==== Exercise inputs

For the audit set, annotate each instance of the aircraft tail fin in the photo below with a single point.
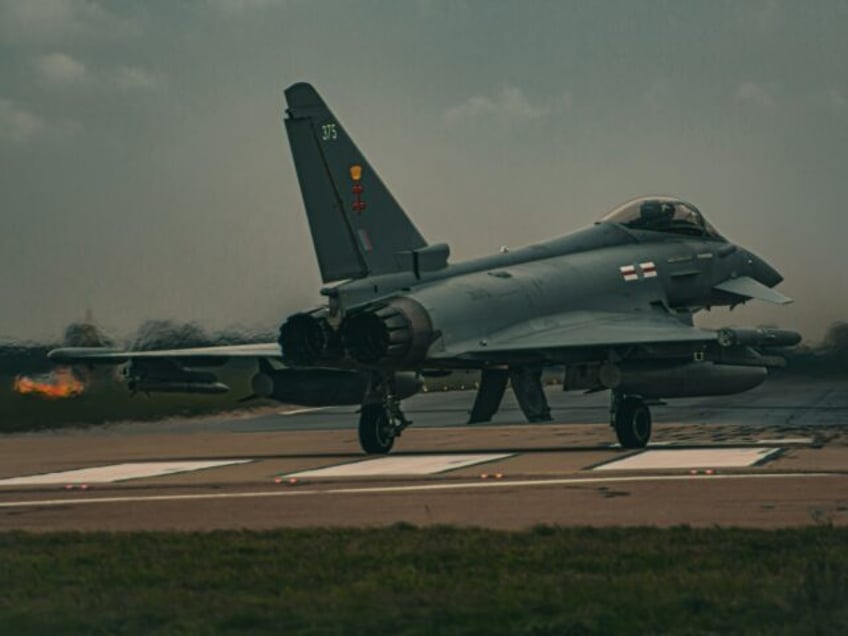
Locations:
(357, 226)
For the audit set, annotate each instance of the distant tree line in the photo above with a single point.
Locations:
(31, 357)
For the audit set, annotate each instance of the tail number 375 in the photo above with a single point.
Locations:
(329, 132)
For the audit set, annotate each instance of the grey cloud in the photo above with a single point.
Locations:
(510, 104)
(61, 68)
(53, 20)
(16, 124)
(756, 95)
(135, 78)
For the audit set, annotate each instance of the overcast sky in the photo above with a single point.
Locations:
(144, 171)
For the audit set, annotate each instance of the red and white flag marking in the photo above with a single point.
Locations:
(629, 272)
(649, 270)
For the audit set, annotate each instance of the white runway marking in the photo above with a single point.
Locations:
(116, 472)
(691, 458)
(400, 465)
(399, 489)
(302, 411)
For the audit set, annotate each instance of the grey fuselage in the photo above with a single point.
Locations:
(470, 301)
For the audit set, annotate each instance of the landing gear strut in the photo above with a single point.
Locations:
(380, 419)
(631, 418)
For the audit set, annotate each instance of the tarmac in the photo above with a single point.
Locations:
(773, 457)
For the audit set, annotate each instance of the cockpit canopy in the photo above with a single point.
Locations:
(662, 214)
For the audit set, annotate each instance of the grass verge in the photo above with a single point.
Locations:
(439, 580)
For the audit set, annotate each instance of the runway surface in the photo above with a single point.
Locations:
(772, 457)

========

--- What to work on ---
For the records above, state the number of lines that contain "grey", and provide nothing further.

--- Result of this task ---
2